* _What is expected_:
Write out the listing below in full and exactly, leaving out every picture.

* _Provided records_:

----------

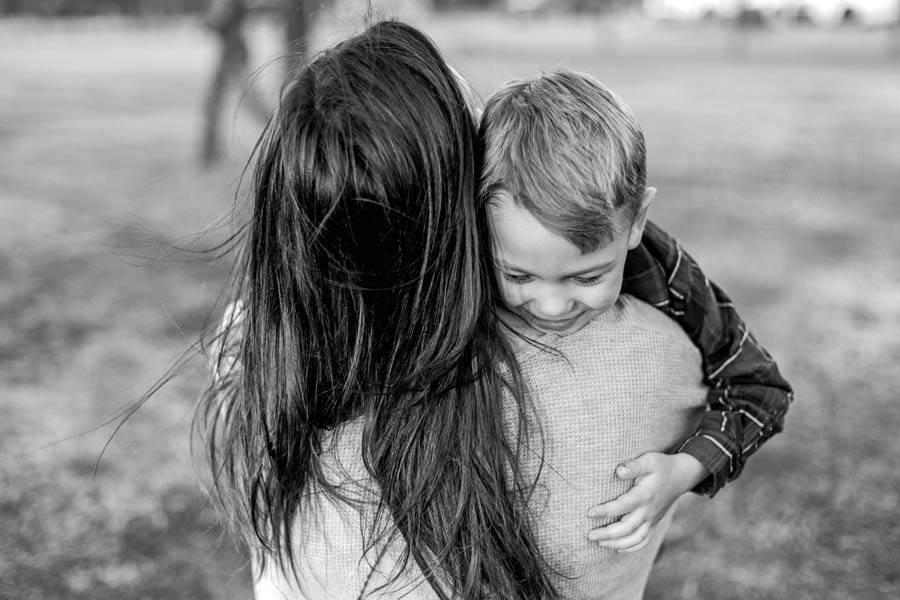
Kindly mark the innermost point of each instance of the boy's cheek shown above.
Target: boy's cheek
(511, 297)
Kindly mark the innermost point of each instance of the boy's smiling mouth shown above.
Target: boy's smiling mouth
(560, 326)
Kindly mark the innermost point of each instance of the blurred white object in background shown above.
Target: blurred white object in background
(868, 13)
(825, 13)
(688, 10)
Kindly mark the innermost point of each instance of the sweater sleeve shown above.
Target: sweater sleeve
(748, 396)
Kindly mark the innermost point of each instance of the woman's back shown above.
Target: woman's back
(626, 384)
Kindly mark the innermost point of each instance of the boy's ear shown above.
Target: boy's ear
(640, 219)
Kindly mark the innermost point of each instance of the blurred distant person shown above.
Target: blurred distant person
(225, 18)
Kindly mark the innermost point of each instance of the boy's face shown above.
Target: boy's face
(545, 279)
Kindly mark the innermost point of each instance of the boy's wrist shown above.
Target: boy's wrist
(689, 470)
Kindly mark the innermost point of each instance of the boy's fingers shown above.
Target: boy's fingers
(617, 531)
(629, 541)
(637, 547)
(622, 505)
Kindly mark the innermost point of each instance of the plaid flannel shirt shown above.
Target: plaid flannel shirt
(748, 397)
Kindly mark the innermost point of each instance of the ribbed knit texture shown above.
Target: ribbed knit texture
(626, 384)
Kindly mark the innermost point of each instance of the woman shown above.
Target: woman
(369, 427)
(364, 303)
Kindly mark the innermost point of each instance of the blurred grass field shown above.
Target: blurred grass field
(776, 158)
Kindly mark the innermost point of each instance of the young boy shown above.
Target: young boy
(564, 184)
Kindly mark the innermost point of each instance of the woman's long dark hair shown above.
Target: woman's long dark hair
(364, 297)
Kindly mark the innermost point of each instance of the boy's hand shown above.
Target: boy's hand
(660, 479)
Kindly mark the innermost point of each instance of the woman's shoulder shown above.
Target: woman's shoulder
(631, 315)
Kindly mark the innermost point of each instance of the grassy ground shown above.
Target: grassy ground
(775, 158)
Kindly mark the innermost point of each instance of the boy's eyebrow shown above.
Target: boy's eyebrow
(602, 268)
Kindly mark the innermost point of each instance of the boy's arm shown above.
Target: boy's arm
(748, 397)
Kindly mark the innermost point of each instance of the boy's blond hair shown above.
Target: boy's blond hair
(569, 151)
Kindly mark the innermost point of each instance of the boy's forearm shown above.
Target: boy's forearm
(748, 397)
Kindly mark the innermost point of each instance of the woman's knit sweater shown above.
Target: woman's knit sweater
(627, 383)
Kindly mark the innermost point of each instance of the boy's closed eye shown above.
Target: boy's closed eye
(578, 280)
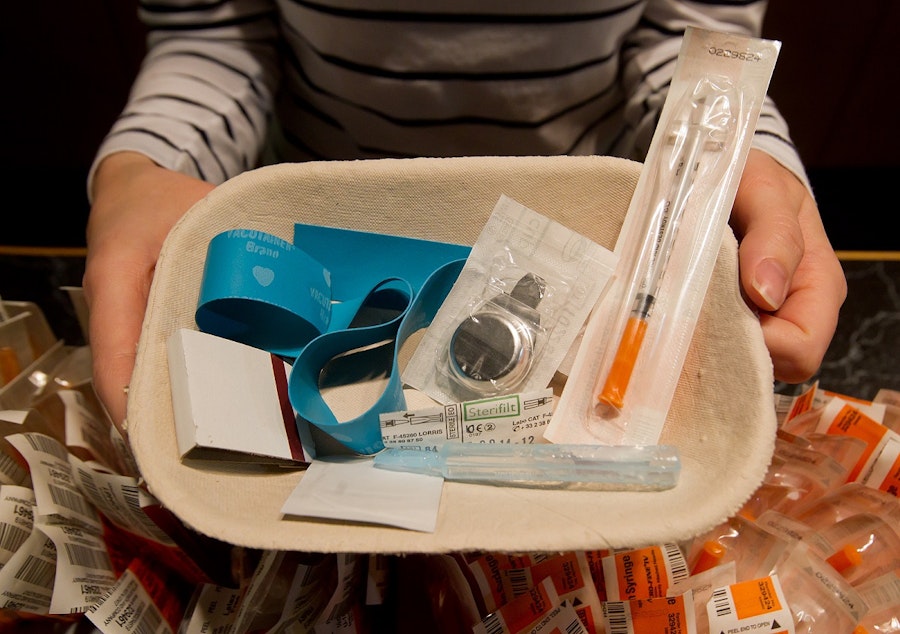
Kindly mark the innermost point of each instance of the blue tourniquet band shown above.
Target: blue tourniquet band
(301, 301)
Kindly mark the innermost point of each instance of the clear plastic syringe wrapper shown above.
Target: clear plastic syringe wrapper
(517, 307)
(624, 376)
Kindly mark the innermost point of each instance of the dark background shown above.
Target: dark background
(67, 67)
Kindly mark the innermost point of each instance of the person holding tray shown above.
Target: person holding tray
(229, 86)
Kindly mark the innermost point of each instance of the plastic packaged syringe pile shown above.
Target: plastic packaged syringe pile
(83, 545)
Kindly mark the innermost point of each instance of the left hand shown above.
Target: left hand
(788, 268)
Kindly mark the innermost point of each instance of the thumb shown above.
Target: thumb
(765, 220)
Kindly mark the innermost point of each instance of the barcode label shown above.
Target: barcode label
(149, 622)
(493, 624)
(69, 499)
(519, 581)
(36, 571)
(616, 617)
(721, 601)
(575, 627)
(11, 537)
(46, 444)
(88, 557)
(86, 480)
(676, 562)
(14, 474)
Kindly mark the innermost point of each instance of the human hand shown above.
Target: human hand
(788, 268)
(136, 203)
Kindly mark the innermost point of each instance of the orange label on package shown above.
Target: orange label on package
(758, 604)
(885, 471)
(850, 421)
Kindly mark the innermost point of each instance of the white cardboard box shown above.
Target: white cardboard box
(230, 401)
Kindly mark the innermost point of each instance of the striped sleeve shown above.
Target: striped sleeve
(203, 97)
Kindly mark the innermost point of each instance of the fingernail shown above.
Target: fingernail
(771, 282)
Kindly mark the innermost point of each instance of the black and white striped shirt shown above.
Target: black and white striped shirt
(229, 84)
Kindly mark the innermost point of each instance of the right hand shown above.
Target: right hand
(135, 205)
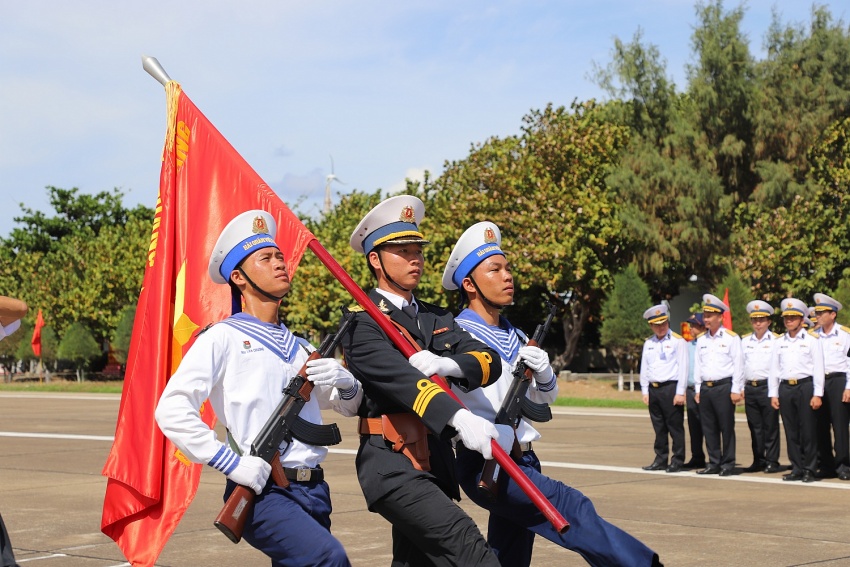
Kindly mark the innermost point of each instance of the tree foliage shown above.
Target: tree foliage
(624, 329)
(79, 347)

----------

* _Written response_:
Kindly mark the innermost point of each instance of the boy's cheek shown above.
Target: boy's cheek
(511, 297)
Kindly mark the innermost point of each instance of the boy's smiling mouth shown above.
Target: boy's smiling mouth
(560, 326)
Kindly mark the innermost point of each instance of the blurred white object in background shown above.
Target: blurred white object in background
(868, 13)
(825, 13)
(688, 10)
Kindly mark the innermost point of each instance of the sweater sleeve shown above.
Target: sweater sleeve
(748, 396)
Kindly mark the innermost point of each instance of the woman's back shown above.
Target: woman's back
(626, 384)
Kindly mark the innermost point of each instance of the boy's ear shown above.
Target: boy's ear
(640, 219)
Kindly mark the innermost point of each instance of the blurred distant person shown above.
Target: blurred distant person
(225, 18)
Kindly mark the innermost point of each instance of the boy's face shown above.
Target: boy's face
(545, 279)
Kindly mark the innermost point of each instance of the boy's wrist shown above.
Target: boy's wrist
(689, 470)
Kindly mark the innermost point of each instance of the boy's fingers shown above.
Target: boy's fingers
(617, 531)
(629, 541)
(637, 547)
(622, 505)
Kindly mark the innermost point of each instance of the plaid flannel shirt shown above.
Target: plaid flannel shirt
(748, 397)
Kindly mark the innermost point of each instance of the ribbed knit texture shown above.
Target: ribbed knit texture
(626, 384)
Kindly mark the innermost point of each instance of the woman shown above.
Target: woman
(369, 427)
(364, 303)
Kindly mark the innermost point of each instance of the blurred grass field shown above.
Target: blurred grass field
(776, 158)
Kindly mark the innermost point of each instance of the young boy shown above.
Target: young boy
(564, 184)
Kindly mark the innermost point of each instance of the woman's long dark hair shown above.
Target: woman's long dark hair
(364, 297)
Kindly mark the innermost point of each instance of the boy's hand shown above.
Target: boy's hand
(660, 479)
Kindly mark the innermost point of each instance of the woman's shoulder shown above.
Target: woman's shoulder
(631, 315)
Kindly mark the innermost point of each instance of the grassy ground shown above.
Target: grassy ground
(775, 158)
Kindly mark the innermost point of each instance of the boy's eyebrow shown above.
Target: boy's eyebrow
(602, 268)
Kindly mark the innermost point of each instance of the boy's arm shown above.
Target: boy's arm
(748, 397)
Kindly mark the innermost point of each instance of the boy's blond hair shown above.
Target: boy's blond hair
(569, 151)
Kindly mark the innermost point of each instance of the boy's forearm shown above.
Target: boy's forearm
(748, 397)
Kindly mark the innermost point of each instance of the woman's knit sweater shown above.
Target: woman's knit sweater
(627, 383)
Kindly mark the innermost point of each instance of the boy's closed eye shown above.
Target: boy's closed eye
(578, 280)
Kindly mark the innermost point of each instance of the blue tourniquet band shown above.
Target: blue tourniquet band
(301, 301)
Kindly mark the innermost point of each instance of the clear plastic syringe wrapper shown above.
Target: clear plastic syringe wrapper
(517, 307)
(624, 376)
Kindly mark the innermost point of each instance of the dark background shown above.
Target: dark background
(67, 67)
Kindly mark the innermost point of each instance of the person holding tray shown above.
Target: person holding tray
(229, 86)
Kindly mark the innermost point of each instance of the plastic packaged syringe pile shown above.
Target: plastic packaged syringe pile
(83, 545)
Kindly mark the innermost point of each instance of the left hand shown above.
Target: left hand
(788, 268)
Kindly mark the innermost point of each instance of the thumb shown above.
Target: thumb
(765, 220)
Kindly mark the innermost point of each instance of the barcode label shown above.
Target: barcode label
(149, 622)
(493, 624)
(69, 499)
(519, 581)
(36, 571)
(616, 617)
(721, 601)
(575, 627)
(11, 537)
(46, 444)
(88, 557)
(86, 480)
(676, 562)
(14, 474)
Kindly mark the innermost point of each instance of the human hand shown above.
Target: human hand
(788, 268)
(136, 203)
Kindly mark the innermost point of each instance of the orange label on package shown above.
Target: orange label on package
(758, 604)
(885, 471)
(850, 421)
Kindly mark the innermost point of each instance of the white cardboard box shown above.
Target: white cardboard box
(230, 401)
Kindly mark the innermost point of each instance of the striped sleeve shown above.
Target: striped sleeve
(203, 97)
Kindly mark the innermost point of each instance of the fingernail shown above.
Target: fingernail
(771, 282)
Kindly mark the innermost point of each instance of the black and white striped shirt shown above.
Target: black and white striped shirt
(229, 84)
Kindly mark the innermost point of each instance of the right hand shown above.
Target: right hand
(135, 205)
Kindly mark the innermost point of each instance of the tree foliage shown above.
Target: tree foliage
(624, 329)
(79, 347)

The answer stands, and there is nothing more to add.